[Region labeling entries]
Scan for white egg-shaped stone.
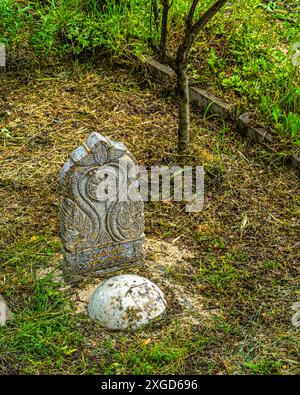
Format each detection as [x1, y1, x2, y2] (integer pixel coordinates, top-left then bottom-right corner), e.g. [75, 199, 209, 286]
[88, 274, 167, 331]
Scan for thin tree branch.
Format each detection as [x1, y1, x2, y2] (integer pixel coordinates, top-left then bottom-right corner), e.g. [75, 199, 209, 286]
[186, 0, 199, 29]
[191, 0, 228, 36]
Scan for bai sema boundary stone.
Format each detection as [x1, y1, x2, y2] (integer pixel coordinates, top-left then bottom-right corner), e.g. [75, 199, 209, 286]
[60, 132, 144, 275]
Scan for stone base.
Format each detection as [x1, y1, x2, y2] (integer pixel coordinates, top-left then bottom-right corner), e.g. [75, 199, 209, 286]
[62, 238, 144, 277]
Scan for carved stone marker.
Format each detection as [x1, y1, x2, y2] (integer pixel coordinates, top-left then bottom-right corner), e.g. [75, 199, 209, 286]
[60, 132, 144, 274]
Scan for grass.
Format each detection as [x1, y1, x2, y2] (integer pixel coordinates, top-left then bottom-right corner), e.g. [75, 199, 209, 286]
[0, 0, 300, 144]
[0, 60, 300, 374]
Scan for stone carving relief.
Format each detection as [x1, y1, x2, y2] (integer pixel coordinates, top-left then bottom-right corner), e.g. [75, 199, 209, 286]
[60, 132, 144, 273]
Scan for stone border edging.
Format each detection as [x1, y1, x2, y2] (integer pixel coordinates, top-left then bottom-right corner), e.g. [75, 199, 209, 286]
[146, 57, 300, 176]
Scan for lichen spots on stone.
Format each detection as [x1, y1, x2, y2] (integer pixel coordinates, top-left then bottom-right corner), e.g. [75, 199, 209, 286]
[88, 274, 166, 330]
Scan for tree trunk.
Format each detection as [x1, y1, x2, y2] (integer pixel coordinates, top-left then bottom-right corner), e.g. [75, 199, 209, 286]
[159, 0, 170, 63]
[176, 59, 190, 153]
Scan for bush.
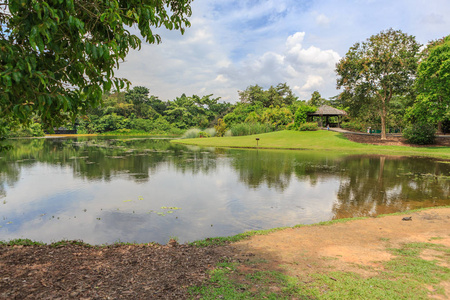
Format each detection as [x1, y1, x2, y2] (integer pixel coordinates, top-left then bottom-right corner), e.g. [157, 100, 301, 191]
[403, 123, 436, 145]
[203, 128, 217, 137]
[198, 131, 211, 137]
[181, 128, 201, 139]
[8, 123, 45, 137]
[214, 119, 227, 137]
[341, 121, 365, 132]
[231, 123, 274, 136]
[298, 122, 319, 131]
[294, 105, 317, 128]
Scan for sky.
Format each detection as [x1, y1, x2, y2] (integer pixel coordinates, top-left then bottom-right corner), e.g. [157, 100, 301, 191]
[115, 0, 450, 103]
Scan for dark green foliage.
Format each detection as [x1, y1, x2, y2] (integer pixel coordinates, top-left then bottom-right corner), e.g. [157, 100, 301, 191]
[403, 123, 436, 145]
[298, 122, 319, 131]
[230, 123, 274, 136]
[336, 29, 420, 139]
[214, 119, 227, 137]
[294, 105, 317, 128]
[8, 123, 45, 137]
[341, 120, 365, 132]
[198, 131, 211, 138]
[0, 0, 191, 128]
[239, 83, 297, 107]
[408, 35, 450, 131]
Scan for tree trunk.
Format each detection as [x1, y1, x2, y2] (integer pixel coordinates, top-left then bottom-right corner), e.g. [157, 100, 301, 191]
[438, 121, 443, 134]
[381, 101, 386, 140]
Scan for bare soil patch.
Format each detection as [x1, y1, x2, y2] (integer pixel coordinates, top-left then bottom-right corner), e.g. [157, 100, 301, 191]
[344, 133, 450, 147]
[231, 208, 450, 296]
[0, 243, 236, 299]
[0, 208, 450, 299]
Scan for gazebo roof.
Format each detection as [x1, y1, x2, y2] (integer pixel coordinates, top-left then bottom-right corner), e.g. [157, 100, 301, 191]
[308, 105, 347, 116]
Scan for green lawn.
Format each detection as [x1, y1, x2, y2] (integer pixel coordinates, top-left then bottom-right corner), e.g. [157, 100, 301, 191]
[172, 130, 450, 159]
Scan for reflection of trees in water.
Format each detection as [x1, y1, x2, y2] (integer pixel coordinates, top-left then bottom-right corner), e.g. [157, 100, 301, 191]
[0, 138, 216, 195]
[0, 139, 450, 218]
[333, 157, 450, 219]
[231, 151, 293, 191]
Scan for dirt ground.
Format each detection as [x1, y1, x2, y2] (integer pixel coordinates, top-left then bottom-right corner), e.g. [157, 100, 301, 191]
[0, 242, 237, 299]
[344, 133, 450, 147]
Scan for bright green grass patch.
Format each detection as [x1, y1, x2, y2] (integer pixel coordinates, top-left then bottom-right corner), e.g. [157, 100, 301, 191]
[172, 130, 450, 159]
[190, 243, 450, 299]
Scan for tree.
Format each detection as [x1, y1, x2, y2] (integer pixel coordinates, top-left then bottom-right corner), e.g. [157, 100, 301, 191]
[413, 35, 450, 132]
[308, 91, 326, 107]
[0, 0, 191, 127]
[238, 83, 297, 107]
[336, 29, 420, 140]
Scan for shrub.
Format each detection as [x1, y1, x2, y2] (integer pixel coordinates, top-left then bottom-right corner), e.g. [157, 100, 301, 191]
[403, 123, 436, 145]
[231, 123, 274, 136]
[181, 128, 201, 139]
[341, 121, 365, 132]
[203, 128, 216, 137]
[9, 123, 45, 137]
[214, 119, 227, 137]
[294, 105, 317, 128]
[198, 131, 211, 137]
[298, 122, 319, 131]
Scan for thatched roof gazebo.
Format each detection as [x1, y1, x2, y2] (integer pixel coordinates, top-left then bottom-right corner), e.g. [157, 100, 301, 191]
[308, 105, 347, 127]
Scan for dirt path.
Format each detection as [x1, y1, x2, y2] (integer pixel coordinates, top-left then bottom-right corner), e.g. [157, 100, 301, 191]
[232, 208, 450, 299]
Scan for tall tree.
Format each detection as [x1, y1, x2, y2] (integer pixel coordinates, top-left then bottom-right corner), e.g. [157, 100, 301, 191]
[0, 0, 192, 127]
[308, 91, 326, 107]
[336, 29, 421, 140]
[413, 35, 450, 132]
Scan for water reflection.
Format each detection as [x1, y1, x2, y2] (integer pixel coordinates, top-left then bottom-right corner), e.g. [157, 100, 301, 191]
[0, 138, 450, 244]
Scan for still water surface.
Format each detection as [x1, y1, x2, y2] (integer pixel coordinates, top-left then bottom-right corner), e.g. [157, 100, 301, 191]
[0, 137, 450, 244]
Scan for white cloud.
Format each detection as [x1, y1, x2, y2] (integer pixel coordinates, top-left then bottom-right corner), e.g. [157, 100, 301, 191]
[316, 14, 330, 26]
[116, 0, 450, 102]
[222, 32, 340, 99]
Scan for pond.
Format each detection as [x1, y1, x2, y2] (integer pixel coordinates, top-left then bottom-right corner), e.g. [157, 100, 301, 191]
[0, 137, 450, 244]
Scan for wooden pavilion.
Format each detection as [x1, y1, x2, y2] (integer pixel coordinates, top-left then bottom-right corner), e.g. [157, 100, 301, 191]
[308, 105, 347, 127]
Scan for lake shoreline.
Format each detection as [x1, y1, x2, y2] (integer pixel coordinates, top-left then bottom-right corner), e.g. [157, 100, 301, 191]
[0, 206, 450, 299]
[171, 130, 450, 160]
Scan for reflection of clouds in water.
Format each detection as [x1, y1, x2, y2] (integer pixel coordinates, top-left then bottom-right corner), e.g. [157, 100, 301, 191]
[0, 138, 450, 244]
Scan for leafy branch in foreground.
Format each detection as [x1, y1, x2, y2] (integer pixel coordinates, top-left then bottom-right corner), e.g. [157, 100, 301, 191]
[0, 0, 191, 127]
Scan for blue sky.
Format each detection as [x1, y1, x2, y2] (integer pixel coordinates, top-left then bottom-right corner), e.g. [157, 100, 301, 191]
[116, 0, 450, 102]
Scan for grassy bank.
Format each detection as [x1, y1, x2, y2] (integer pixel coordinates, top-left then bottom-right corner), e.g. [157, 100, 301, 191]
[190, 206, 450, 299]
[173, 130, 450, 159]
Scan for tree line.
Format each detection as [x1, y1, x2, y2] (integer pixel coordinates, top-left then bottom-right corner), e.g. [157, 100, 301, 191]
[0, 0, 450, 144]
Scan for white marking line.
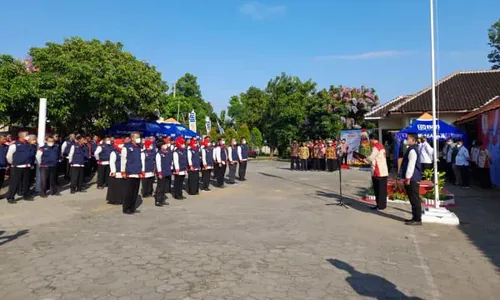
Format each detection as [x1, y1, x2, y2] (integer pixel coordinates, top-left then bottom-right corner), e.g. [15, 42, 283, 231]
[410, 227, 439, 300]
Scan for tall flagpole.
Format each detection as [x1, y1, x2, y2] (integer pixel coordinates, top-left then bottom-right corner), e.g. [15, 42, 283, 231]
[430, 0, 439, 208]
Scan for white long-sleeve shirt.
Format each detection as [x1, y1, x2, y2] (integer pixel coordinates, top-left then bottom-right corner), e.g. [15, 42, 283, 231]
[227, 146, 239, 164]
[7, 144, 17, 165]
[121, 147, 145, 178]
[214, 146, 229, 165]
[173, 151, 186, 175]
[188, 148, 200, 170]
[238, 146, 248, 161]
[455, 146, 470, 166]
[68, 145, 85, 168]
[109, 151, 122, 178]
[405, 149, 418, 179]
[61, 141, 68, 155]
[418, 142, 434, 164]
[201, 146, 214, 170]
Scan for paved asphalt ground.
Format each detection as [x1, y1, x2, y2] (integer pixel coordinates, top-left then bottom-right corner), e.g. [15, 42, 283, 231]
[0, 162, 500, 300]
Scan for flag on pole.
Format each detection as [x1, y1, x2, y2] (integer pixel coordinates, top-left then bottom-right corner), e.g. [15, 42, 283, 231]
[189, 110, 196, 132]
[205, 116, 212, 134]
[217, 121, 224, 134]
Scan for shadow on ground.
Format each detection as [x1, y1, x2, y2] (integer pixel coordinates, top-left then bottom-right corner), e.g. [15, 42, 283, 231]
[326, 258, 422, 300]
[447, 186, 500, 271]
[0, 229, 29, 246]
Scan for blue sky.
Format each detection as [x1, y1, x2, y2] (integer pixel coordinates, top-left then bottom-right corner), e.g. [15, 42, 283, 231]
[0, 0, 500, 111]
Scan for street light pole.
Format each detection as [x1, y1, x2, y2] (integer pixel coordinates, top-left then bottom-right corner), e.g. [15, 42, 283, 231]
[174, 81, 181, 122]
[430, 0, 440, 208]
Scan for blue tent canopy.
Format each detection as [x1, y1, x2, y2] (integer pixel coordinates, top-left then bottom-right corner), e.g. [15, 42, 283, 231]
[106, 119, 199, 139]
[395, 119, 466, 143]
[393, 115, 467, 169]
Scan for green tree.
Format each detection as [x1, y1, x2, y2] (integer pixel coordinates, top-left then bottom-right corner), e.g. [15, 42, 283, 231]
[228, 86, 269, 130]
[264, 73, 316, 153]
[28, 37, 168, 131]
[488, 19, 500, 70]
[328, 85, 379, 129]
[161, 73, 217, 134]
[237, 124, 252, 141]
[299, 89, 343, 139]
[252, 127, 263, 148]
[224, 127, 238, 143]
[0, 55, 39, 125]
[208, 127, 221, 141]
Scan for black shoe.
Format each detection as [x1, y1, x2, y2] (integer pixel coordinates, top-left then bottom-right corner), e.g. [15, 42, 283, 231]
[405, 220, 422, 226]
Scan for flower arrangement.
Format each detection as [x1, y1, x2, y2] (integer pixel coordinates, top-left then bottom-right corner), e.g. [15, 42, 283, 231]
[329, 85, 379, 129]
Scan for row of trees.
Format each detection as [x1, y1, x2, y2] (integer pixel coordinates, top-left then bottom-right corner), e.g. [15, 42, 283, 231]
[228, 73, 378, 153]
[0, 38, 223, 133]
[488, 19, 500, 70]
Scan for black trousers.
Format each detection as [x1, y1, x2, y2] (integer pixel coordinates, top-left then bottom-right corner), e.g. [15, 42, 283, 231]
[477, 167, 492, 189]
[40, 167, 57, 196]
[97, 165, 109, 187]
[141, 177, 155, 197]
[290, 156, 300, 170]
[458, 166, 470, 187]
[313, 158, 321, 171]
[326, 158, 337, 172]
[0, 169, 5, 190]
[172, 175, 186, 199]
[228, 163, 238, 183]
[446, 162, 455, 183]
[300, 159, 307, 171]
[372, 177, 387, 209]
[238, 158, 247, 181]
[188, 170, 200, 195]
[69, 167, 85, 192]
[122, 178, 141, 213]
[201, 169, 212, 191]
[106, 177, 126, 204]
[422, 163, 432, 173]
[7, 168, 31, 200]
[215, 164, 226, 187]
[155, 176, 171, 203]
[341, 154, 347, 165]
[405, 181, 422, 222]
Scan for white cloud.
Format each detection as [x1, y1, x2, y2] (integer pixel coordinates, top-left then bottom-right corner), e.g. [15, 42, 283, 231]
[240, 2, 286, 20]
[314, 50, 413, 61]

_Brief_: Can you copy out word for word every line from the start of the entries through the line containing "[0, 60, 300, 374]", both ends included, leaving the pictures out?

_Result of the exercise_:
Scan for white egg-shaped stone.
Format each detection as [x1, y1, x2, y2] (integer pixel coordinates, top-left then bottom-right corner), e.g. [75, 199, 209, 286]
[88, 274, 167, 331]
Scan for thin tree branch.
Format each detection as [x1, y1, x2, y2] (integer pixel coordinates, top-left then bottom-right corner), e.g. [75, 199, 209, 286]
[186, 0, 199, 29]
[191, 0, 228, 36]
Scan for bai sema boundary stone.
Format each detection as [x1, y1, x2, y2] (integer pixel coordinates, top-left then bottom-right corner), e.g. [75, 199, 209, 286]
[60, 132, 144, 275]
Scan for stone base.
Format each detection as [x1, y1, x2, y2] (integer pixel coordinates, top-left then bottom-right corner), e.g. [75, 199, 209, 286]
[62, 238, 144, 277]
Scan for carved stone marker.
Format each detection as [x1, y1, x2, y2] (integer pixel coordinates, top-left then bottom-right corner), e.g. [75, 199, 209, 286]
[60, 132, 144, 274]
Scan for grass.
Format each detection as [x1, y1, x2, y2] (integer pixel coordinates, top-left then bottom-right corner), e.g. [75, 199, 209, 286]
[0, 0, 300, 144]
[0, 60, 300, 374]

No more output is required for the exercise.